Given data:
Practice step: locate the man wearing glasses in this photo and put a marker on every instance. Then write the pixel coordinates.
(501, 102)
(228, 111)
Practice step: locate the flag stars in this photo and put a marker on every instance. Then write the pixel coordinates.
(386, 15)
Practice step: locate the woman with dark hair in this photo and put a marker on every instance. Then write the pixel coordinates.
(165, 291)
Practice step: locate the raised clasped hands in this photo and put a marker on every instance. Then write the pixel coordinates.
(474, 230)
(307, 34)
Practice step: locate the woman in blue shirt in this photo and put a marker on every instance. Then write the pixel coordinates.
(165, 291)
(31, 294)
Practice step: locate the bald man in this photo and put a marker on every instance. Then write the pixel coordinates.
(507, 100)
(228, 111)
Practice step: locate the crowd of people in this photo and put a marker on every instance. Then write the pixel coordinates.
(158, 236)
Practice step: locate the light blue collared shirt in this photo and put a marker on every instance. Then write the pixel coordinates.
---
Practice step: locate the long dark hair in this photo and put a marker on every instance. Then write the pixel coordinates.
* * *
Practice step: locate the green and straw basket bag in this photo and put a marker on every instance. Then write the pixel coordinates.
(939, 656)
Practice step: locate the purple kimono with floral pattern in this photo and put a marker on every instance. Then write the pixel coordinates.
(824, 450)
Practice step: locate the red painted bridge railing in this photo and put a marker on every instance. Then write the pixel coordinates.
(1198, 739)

Action item: Whatever else the listing above holds, retype exactly only the lines from the one containing "Practice step: locate the woman in" to the one containing "Practice step: locate the light", both ends kept.

Exercise response:
Practice step: locate the woman in blue shirt in this photo and put a marker on every instance. Then write the pixel coordinates.
(165, 291)
(31, 294)
Practice step: locate the bald man in this photo and put a marker on every instance. Then write the pixel coordinates.
(507, 100)
(228, 111)
Practice step: locate the crowd of people in this photo and put a marker on every instance. Then write the pixel coordinates.
(158, 236)
Practice step: locate the light blue collared shirt in this photo and put a marker on every instance. Then write the pixel coordinates.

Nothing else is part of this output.